• **DOCUMENT**

--- --- ---

Spotless Efforts
Appearance Plus hopes programs keep it looking better
than competitors
By: Karen Bells
Cincinnati Business Courier, May 27, 2005
When it comes to keeping Tri-Stater’s clothes
looking good, Appearance Plus Cleaners is thinking
outside the basket.
The dry cleaning company, founded in 1984, has stepped
up efforts in the past years to come up with creative
programs and policies that help it stand out in a
crowded industry. There are more than 30,000 dry
cleaning businesses in the United States, according
to the International Fabricare Institute.
The new efforts are an outgrowth of a focus for the
past three years on deciding “exactly who we
wanted to be,” said CEO Jon Lindy.
“This industry has been going in two directions:
low-end, with customers looking for price only, and
high-end
focus on quality,” said Lindy, who’s
been with Appearance Plus for 18 years.
Lindy – whose company has its cleaning plant,
headquarters and a retail store in Anderson Township,
as well as retail sites downtown and in Hyde Park— decided
that competing in price alone wasn’t a smart
strategy. Instead, he prefers to pursue customers
whose priorities are quality, service and convenience.
That doesn’t mean Appearance Plus goes after
only high-income people, he said, or only certain
neighborhoods. Instead, it focuses on building relationships
with customers and potential customers.
And its roster of programs is helping, said Angie
Miller, marketing coordinator. For example, Appearance
Plus is running the second year of its Dapper Diploma
program. Graduating high school and college students
can bring in a copy of their diploma or other proof
of graduation and have their interview suit dry-cleaned
free.

--- --- ---

• **DATA SUPPLIED**
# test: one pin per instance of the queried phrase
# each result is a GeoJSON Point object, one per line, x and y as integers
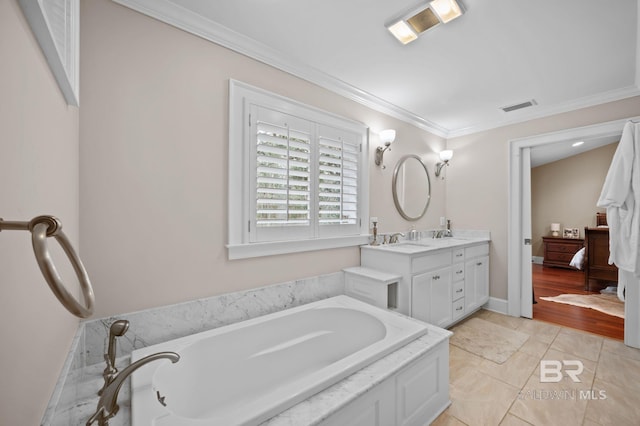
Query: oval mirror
{"type": "Point", "coordinates": [411, 187]}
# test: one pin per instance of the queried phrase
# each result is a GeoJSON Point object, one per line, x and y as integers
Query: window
{"type": "Point", "coordinates": [296, 176]}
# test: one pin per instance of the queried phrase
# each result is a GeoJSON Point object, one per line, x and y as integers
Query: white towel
{"type": "Point", "coordinates": [578, 259]}
{"type": "Point", "coordinates": [621, 197]}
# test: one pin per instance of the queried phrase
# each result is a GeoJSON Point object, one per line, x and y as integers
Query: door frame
{"type": "Point", "coordinates": [520, 197]}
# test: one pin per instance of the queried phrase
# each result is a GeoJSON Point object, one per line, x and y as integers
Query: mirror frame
{"type": "Point", "coordinates": [394, 190]}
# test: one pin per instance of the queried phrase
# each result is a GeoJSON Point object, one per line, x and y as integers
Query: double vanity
{"type": "Point", "coordinates": [436, 280]}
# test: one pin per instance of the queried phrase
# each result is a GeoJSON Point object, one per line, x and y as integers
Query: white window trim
{"type": "Point", "coordinates": [239, 247]}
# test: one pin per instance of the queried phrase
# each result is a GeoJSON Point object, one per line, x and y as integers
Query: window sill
{"type": "Point", "coordinates": [245, 251]}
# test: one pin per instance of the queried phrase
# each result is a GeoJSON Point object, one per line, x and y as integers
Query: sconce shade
{"type": "Point", "coordinates": [403, 32]}
{"type": "Point", "coordinates": [387, 136]}
{"type": "Point", "coordinates": [446, 155]}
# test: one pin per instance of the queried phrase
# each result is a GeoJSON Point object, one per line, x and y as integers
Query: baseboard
{"type": "Point", "coordinates": [500, 306]}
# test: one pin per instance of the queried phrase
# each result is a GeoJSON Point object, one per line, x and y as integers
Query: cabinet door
{"type": "Point", "coordinates": [476, 289]}
{"type": "Point", "coordinates": [431, 297]}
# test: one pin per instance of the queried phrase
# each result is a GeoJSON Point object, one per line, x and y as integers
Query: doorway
{"type": "Point", "coordinates": [519, 272]}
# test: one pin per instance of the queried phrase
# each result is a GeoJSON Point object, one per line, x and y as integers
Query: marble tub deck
{"type": "Point", "coordinates": [75, 398]}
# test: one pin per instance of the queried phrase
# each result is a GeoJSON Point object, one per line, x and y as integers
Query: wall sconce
{"type": "Point", "coordinates": [387, 137]}
{"type": "Point", "coordinates": [445, 156]}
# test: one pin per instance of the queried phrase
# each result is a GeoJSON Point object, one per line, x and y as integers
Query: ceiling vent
{"type": "Point", "coordinates": [521, 105]}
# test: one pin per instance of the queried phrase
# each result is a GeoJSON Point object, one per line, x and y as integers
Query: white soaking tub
{"type": "Point", "coordinates": [247, 372]}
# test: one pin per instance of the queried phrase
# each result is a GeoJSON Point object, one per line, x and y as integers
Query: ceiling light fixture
{"type": "Point", "coordinates": [447, 10]}
{"type": "Point", "coordinates": [408, 27]}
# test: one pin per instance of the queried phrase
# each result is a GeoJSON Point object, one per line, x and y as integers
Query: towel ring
{"type": "Point", "coordinates": [42, 227]}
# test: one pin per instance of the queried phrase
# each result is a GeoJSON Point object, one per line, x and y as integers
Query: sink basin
{"type": "Point", "coordinates": [405, 247]}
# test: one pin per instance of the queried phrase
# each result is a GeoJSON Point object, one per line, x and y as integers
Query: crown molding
{"type": "Point", "coordinates": [56, 26]}
{"type": "Point", "coordinates": [546, 111]}
{"type": "Point", "coordinates": [186, 20]}
{"type": "Point", "coordinates": [177, 16]}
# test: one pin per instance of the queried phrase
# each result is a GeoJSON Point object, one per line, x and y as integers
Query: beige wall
{"type": "Point", "coordinates": [566, 192]}
{"type": "Point", "coordinates": [154, 164]}
{"type": "Point", "coordinates": [38, 175]}
{"type": "Point", "coordinates": [477, 182]}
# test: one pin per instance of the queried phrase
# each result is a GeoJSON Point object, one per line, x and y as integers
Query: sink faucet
{"type": "Point", "coordinates": [447, 232]}
{"type": "Point", "coordinates": [108, 403]}
{"type": "Point", "coordinates": [394, 238]}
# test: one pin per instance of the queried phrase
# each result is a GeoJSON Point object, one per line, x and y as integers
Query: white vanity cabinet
{"type": "Point", "coordinates": [476, 282]}
{"type": "Point", "coordinates": [438, 285]}
{"type": "Point", "coordinates": [431, 296]}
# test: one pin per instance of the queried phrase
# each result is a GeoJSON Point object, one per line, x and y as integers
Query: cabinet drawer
{"type": "Point", "coordinates": [458, 308]}
{"type": "Point", "coordinates": [563, 248]}
{"type": "Point", "coordinates": [458, 272]}
{"type": "Point", "coordinates": [458, 290]}
{"type": "Point", "coordinates": [559, 257]}
{"type": "Point", "coordinates": [476, 251]}
{"type": "Point", "coordinates": [432, 261]}
{"type": "Point", "coordinates": [458, 255]}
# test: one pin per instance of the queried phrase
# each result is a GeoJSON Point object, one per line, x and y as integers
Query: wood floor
{"type": "Point", "coordinates": [549, 281]}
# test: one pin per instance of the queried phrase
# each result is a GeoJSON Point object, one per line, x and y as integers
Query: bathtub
{"type": "Point", "coordinates": [247, 372]}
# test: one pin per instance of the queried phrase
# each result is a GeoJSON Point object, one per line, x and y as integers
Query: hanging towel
{"type": "Point", "coordinates": [621, 197]}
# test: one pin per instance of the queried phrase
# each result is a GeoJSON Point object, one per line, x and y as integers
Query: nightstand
{"type": "Point", "coordinates": [559, 251]}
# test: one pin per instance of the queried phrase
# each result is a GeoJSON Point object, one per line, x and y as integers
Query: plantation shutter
{"type": "Point", "coordinates": [338, 166]}
{"type": "Point", "coordinates": [283, 191]}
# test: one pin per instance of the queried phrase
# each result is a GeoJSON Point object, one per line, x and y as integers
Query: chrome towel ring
{"type": "Point", "coordinates": [42, 227]}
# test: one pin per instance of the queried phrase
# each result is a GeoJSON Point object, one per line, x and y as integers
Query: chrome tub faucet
{"type": "Point", "coordinates": [113, 380]}
{"type": "Point", "coordinates": [108, 403]}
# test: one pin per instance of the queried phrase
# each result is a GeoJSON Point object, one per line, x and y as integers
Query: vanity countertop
{"type": "Point", "coordinates": [426, 245]}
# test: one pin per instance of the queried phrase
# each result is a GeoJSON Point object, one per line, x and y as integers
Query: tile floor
{"type": "Point", "coordinates": [485, 393]}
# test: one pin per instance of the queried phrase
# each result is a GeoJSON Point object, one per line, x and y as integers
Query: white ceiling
{"type": "Point", "coordinates": [565, 54]}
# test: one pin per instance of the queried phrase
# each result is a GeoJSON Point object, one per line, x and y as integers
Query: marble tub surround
{"type": "Point", "coordinates": [323, 404]}
{"type": "Point", "coordinates": [165, 323]}
{"type": "Point", "coordinates": [75, 396]}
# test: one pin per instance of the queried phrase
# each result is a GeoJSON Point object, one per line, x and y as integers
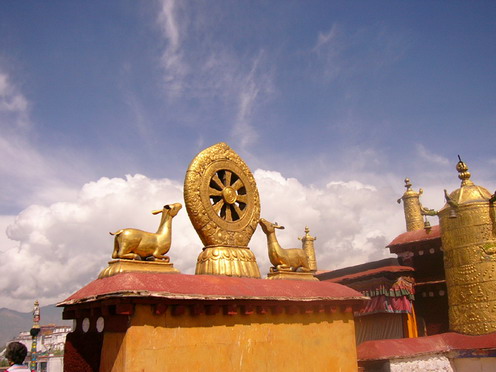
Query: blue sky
{"type": "Point", "coordinates": [315, 95]}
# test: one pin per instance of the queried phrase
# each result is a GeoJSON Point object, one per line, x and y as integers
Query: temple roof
{"type": "Point", "coordinates": [384, 266]}
{"type": "Point", "coordinates": [410, 347]}
{"type": "Point", "coordinates": [210, 287]}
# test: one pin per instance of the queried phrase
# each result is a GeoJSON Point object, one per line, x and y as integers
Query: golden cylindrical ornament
{"type": "Point", "coordinates": [468, 238]}
{"type": "Point", "coordinates": [223, 205]}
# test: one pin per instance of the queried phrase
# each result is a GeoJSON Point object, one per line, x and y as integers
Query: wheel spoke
{"type": "Point", "coordinates": [217, 181]}
{"type": "Point", "coordinates": [237, 185]}
{"type": "Point", "coordinates": [227, 178]}
{"type": "Point", "coordinates": [217, 206]}
{"type": "Point", "coordinates": [214, 192]}
{"type": "Point", "coordinates": [238, 210]}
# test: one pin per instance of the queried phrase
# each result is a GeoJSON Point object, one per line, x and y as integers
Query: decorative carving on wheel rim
{"type": "Point", "coordinates": [221, 197]}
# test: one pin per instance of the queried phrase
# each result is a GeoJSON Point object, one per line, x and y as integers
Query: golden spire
{"type": "Point", "coordinates": [308, 246]}
{"type": "Point", "coordinates": [412, 207]}
{"type": "Point", "coordinates": [464, 174]}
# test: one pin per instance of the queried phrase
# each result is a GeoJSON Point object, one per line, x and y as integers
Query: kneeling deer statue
{"type": "Point", "coordinates": [134, 244]}
{"type": "Point", "coordinates": [291, 259]}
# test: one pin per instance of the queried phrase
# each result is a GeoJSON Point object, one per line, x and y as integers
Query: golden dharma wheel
{"type": "Point", "coordinates": [223, 204]}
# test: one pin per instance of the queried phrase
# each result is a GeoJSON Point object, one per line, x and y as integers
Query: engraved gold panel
{"type": "Point", "coordinates": [223, 205]}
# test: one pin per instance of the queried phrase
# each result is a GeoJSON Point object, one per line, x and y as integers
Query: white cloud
{"type": "Point", "coordinates": [58, 248]}
{"type": "Point", "coordinates": [14, 107]}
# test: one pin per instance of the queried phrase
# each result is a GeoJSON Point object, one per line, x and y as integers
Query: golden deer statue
{"type": "Point", "coordinates": [134, 244]}
{"type": "Point", "coordinates": [291, 259]}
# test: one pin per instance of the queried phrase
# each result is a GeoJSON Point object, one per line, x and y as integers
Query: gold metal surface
{"type": "Point", "coordinates": [414, 211]}
{"type": "Point", "coordinates": [126, 266]}
{"type": "Point", "coordinates": [469, 242]}
{"type": "Point", "coordinates": [134, 244]}
{"type": "Point", "coordinates": [223, 205]}
{"type": "Point", "coordinates": [308, 246]}
{"type": "Point", "coordinates": [287, 260]}
{"type": "Point", "coordinates": [291, 275]}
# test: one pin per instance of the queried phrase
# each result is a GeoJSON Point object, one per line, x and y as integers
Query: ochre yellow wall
{"type": "Point", "coordinates": [257, 342]}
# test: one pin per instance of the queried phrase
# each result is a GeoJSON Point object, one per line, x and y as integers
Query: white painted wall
{"type": "Point", "coordinates": [475, 364]}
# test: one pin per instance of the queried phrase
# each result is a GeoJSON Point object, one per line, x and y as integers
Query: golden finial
{"type": "Point", "coordinates": [427, 225]}
{"type": "Point", "coordinates": [464, 174]}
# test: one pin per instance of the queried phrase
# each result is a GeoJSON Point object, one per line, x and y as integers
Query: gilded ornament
{"type": "Point", "coordinates": [413, 209]}
{"type": "Point", "coordinates": [223, 205]}
{"type": "Point", "coordinates": [468, 239]}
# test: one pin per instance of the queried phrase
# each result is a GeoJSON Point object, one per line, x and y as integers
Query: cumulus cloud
{"type": "Point", "coordinates": [56, 249]}
{"type": "Point", "coordinates": [14, 107]}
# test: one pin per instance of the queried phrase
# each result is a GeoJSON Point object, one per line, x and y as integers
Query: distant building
{"type": "Point", "coordinates": [440, 287]}
{"type": "Point", "coordinates": [50, 346]}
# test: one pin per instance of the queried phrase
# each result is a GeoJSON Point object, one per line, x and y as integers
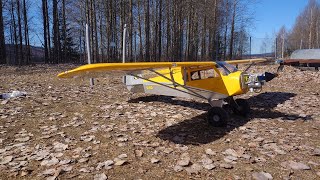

--- --- ---

• **WRITTEN TASKS**
A - Reproduce word for word the part of the Appearance Plus article that opens with the words containing "The new efforts" and closes with "service and convenience.".
B - Gather every line of the listing that contains the string "golden", matching case exactly.
The listing has no connection to the Appearance Plus article.

• **EXPECTED RESPONSES**
A -
The new efforts are an outgrowth of a focus for the
past three years on deciding “exactly who we
wanted to be,” said CEO Jon Lindy.
“This industry has been going in two directions:
low-end, with customers looking for price only, and
high-end
focus on quality,” said Lindy, who’s
been with Appearance Plus for 18 years.
Lindy – whose company has its cleaning plant,
headquarters and a retail store in Anderson Township,
as well as retail sites downtown and in Hyde Park— decided
that competing in price alone wasn’t a smart
strategy. Instead, he prefers to pursue customers
whose priorities are quality, service and convenience.

B -
Query: golden cylindrical ornament
Query: golden spire
Query: golden dharma wheel
Query: golden deer statue
Query: golden finial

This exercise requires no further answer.